*What this task involves*
Among the entries below, count each line holding the word "ceiling". Write only the number.

Source records
____________________

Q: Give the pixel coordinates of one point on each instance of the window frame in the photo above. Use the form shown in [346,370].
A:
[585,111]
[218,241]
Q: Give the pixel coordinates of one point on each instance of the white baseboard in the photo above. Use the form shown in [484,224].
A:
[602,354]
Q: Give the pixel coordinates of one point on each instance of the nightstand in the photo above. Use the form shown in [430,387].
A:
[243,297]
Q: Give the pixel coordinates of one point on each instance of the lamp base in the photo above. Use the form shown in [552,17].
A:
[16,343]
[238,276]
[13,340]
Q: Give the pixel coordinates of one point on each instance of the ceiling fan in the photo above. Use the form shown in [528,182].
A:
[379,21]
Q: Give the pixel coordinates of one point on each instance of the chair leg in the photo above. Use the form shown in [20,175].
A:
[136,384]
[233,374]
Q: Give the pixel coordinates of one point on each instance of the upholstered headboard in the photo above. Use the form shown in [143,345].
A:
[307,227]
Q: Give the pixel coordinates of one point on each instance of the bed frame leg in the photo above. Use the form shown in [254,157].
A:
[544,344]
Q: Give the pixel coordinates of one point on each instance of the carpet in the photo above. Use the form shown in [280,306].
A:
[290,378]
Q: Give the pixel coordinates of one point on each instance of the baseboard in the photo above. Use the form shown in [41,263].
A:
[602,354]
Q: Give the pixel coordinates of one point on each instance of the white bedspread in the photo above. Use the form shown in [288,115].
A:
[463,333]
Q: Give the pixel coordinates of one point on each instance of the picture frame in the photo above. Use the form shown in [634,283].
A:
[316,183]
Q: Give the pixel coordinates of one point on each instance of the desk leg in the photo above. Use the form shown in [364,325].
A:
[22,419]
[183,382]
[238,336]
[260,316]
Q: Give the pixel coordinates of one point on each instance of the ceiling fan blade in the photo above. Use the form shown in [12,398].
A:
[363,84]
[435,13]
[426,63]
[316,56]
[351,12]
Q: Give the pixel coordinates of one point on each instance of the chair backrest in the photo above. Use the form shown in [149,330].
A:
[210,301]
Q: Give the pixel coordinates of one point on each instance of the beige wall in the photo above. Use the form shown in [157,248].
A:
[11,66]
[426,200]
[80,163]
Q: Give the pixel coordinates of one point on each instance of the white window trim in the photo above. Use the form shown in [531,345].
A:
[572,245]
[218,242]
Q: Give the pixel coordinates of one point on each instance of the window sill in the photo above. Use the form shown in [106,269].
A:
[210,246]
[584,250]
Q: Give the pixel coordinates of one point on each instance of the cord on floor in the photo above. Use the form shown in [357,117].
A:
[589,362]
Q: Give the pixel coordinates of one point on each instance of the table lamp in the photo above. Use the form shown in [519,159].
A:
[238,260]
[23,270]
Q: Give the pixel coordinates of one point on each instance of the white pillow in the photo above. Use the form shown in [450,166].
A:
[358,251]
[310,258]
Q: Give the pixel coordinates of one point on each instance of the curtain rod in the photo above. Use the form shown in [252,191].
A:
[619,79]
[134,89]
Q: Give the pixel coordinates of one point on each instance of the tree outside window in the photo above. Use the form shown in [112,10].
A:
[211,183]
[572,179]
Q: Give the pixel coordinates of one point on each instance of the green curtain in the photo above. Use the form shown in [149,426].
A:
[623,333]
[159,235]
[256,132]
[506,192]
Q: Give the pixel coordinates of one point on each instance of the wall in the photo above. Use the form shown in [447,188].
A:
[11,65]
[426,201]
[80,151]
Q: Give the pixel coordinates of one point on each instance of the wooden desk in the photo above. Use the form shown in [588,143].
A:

____________________

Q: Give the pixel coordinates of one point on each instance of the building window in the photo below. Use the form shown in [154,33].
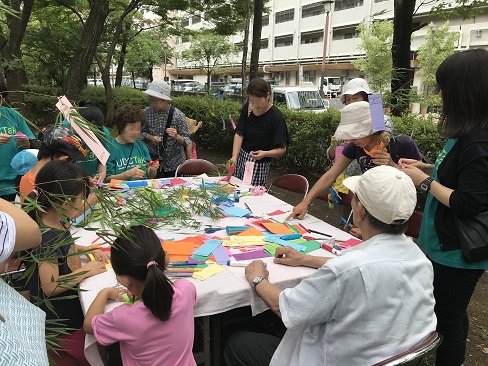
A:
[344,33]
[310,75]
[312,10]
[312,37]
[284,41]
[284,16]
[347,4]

____________________

*Reply*
2